[What to produce]
Copy the lines below, replacing "black-eyed susan flower" with "sunflower" everywhere and keeping everything else the same.

[Dataset content]
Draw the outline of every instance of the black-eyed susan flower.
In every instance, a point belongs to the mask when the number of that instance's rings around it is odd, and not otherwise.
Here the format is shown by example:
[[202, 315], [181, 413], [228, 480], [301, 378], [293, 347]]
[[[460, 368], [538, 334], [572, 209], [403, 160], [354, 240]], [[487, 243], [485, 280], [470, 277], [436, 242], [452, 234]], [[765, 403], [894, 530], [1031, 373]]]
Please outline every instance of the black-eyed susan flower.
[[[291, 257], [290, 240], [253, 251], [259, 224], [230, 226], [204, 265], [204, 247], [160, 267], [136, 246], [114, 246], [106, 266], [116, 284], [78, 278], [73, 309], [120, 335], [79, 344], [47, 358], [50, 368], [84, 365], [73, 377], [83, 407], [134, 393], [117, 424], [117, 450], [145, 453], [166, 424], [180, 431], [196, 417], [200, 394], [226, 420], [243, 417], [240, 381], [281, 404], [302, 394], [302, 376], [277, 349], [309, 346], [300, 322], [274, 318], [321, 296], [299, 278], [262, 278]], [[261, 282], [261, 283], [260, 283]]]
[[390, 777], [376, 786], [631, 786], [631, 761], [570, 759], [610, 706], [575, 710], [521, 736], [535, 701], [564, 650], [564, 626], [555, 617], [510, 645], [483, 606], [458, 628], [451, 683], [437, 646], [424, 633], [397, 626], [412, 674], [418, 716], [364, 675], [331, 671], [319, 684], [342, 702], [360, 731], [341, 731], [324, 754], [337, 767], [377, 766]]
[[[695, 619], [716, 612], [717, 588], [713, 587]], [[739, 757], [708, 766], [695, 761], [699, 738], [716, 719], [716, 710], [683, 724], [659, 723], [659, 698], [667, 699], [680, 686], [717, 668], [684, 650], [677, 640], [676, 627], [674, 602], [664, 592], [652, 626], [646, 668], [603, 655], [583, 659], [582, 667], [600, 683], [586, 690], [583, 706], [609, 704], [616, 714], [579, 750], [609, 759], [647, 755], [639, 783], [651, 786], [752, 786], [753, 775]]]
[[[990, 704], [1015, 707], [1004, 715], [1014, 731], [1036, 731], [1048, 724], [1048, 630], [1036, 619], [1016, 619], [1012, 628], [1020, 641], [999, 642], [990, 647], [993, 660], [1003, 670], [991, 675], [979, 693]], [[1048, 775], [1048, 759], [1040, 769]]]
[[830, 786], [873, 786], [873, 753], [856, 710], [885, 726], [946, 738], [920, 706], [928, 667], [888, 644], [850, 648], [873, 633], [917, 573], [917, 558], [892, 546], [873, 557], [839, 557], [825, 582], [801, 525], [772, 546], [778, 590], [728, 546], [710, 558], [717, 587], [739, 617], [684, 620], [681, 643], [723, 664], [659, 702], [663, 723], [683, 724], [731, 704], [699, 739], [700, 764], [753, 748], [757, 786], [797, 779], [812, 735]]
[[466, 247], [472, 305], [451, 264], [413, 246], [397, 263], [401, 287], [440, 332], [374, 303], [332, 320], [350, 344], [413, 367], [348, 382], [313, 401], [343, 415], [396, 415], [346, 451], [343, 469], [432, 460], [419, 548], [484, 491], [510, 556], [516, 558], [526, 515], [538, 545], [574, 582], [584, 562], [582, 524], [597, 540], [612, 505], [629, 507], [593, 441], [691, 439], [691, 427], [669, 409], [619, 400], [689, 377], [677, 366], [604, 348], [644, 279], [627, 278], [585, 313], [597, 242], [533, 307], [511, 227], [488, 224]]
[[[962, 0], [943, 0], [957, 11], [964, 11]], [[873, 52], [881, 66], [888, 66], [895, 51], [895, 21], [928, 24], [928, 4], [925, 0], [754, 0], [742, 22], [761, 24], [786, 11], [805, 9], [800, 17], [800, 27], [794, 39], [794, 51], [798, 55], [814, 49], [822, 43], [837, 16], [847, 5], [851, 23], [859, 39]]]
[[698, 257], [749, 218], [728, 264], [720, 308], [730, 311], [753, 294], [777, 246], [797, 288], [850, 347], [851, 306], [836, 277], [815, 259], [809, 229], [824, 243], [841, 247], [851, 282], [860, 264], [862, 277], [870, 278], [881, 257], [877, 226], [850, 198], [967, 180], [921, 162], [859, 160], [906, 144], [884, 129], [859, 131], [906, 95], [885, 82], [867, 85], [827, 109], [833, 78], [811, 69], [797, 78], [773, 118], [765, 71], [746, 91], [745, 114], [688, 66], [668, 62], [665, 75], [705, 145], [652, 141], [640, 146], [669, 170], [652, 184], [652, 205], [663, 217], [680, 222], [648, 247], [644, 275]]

[Output of the exercise]
Draw the outline of every instance of the sunflower.
In every instance, a point belongs to the mask when the number of that instance's rings around it is odd, and not otherwise.
Here the format is shown by example:
[[202, 315], [181, 413], [228, 480], [301, 378], [293, 347]]
[[[460, 368], [538, 334], [572, 209], [403, 160], [354, 240]], [[487, 243], [485, 280], [470, 277], [436, 242], [452, 234]], [[765, 403], [894, 530], [1031, 373]]]
Please outline every instance of the sunflower.
[[[291, 257], [290, 240], [253, 251], [259, 224], [230, 226], [204, 265], [204, 247], [160, 267], [136, 246], [114, 246], [106, 266], [116, 284], [78, 278], [73, 309], [120, 335], [79, 344], [47, 358], [50, 368], [84, 365], [73, 377], [83, 407], [134, 393], [117, 424], [117, 450], [145, 453], [166, 424], [180, 431], [196, 417], [200, 394], [226, 420], [243, 417], [240, 381], [281, 404], [302, 394], [302, 376], [277, 349], [309, 346], [300, 322], [274, 318], [321, 296], [299, 278], [262, 278]], [[261, 282], [261, 283], [260, 283]]]
[[390, 777], [376, 786], [631, 786], [631, 761], [570, 759], [610, 706], [575, 710], [521, 736], [535, 701], [564, 650], [564, 626], [555, 617], [510, 645], [483, 606], [458, 628], [451, 683], [437, 646], [424, 633], [397, 626], [412, 674], [418, 716], [364, 675], [331, 671], [319, 684], [342, 702], [360, 731], [341, 731], [324, 754], [337, 767], [377, 766]]
[[[695, 619], [716, 612], [717, 588], [713, 587]], [[739, 757], [708, 766], [695, 761], [699, 738], [716, 719], [716, 710], [683, 724], [659, 723], [659, 698], [667, 699], [680, 686], [717, 668], [684, 650], [677, 640], [676, 627], [674, 602], [664, 592], [652, 626], [646, 668], [603, 655], [583, 659], [582, 667], [600, 683], [586, 690], [583, 706], [609, 704], [616, 714], [579, 750], [609, 759], [647, 755], [639, 783], [651, 786], [752, 786], [753, 775]]]
[[[990, 704], [1015, 707], [1004, 715], [1014, 731], [1036, 731], [1048, 724], [1048, 630], [1036, 619], [1016, 619], [1012, 628], [1020, 641], [999, 642], [990, 647], [993, 660], [1003, 670], [991, 675], [979, 693]], [[1048, 775], [1048, 759], [1040, 769]]]
[[830, 786], [873, 786], [873, 753], [856, 710], [885, 726], [946, 738], [920, 706], [928, 667], [888, 644], [850, 648], [873, 633], [917, 573], [917, 558], [892, 546], [873, 557], [839, 557], [825, 582], [801, 525], [772, 546], [778, 590], [728, 546], [710, 558], [717, 587], [739, 617], [684, 620], [681, 643], [723, 664], [659, 702], [663, 723], [683, 724], [731, 704], [699, 739], [700, 764], [753, 748], [757, 786], [797, 779], [812, 735]]
[[466, 247], [472, 305], [451, 264], [413, 246], [397, 263], [401, 287], [440, 332], [374, 303], [332, 320], [350, 344], [413, 367], [348, 382], [313, 401], [343, 415], [396, 415], [346, 451], [343, 469], [432, 460], [419, 548], [484, 491], [510, 556], [516, 558], [526, 515], [538, 545], [574, 582], [584, 562], [582, 524], [597, 540], [612, 505], [629, 507], [593, 441], [691, 439], [691, 427], [669, 409], [619, 400], [689, 377], [677, 366], [604, 348], [644, 279], [627, 278], [585, 313], [597, 242], [533, 307], [511, 227], [488, 224]]
[[[962, 0], [943, 0], [957, 11], [964, 11]], [[873, 52], [881, 66], [888, 66], [895, 51], [895, 21], [928, 24], [928, 4], [925, 0], [754, 0], [742, 22], [761, 24], [786, 11], [805, 9], [800, 17], [800, 27], [794, 39], [794, 51], [798, 55], [814, 49], [822, 43], [837, 16], [847, 5], [851, 23], [859, 39]]]
[[698, 257], [749, 218], [728, 264], [720, 308], [730, 311], [753, 294], [777, 246], [797, 288], [850, 347], [851, 306], [836, 277], [815, 259], [809, 229], [824, 243], [841, 247], [851, 282], [860, 264], [862, 277], [870, 278], [881, 257], [877, 226], [850, 198], [967, 180], [921, 162], [859, 160], [906, 144], [884, 129], [859, 131], [906, 95], [885, 82], [867, 85], [827, 109], [833, 78], [811, 69], [797, 78], [773, 118], [765, 71], [746, 91], [745, 114], [688, 66], [668, 62], [665, 75], [705, 145], [652, 141], [640, 146], [669, 170], [652, 184], [652, 205], [663, 217], [680, 222], [648, 247], [644, 275]]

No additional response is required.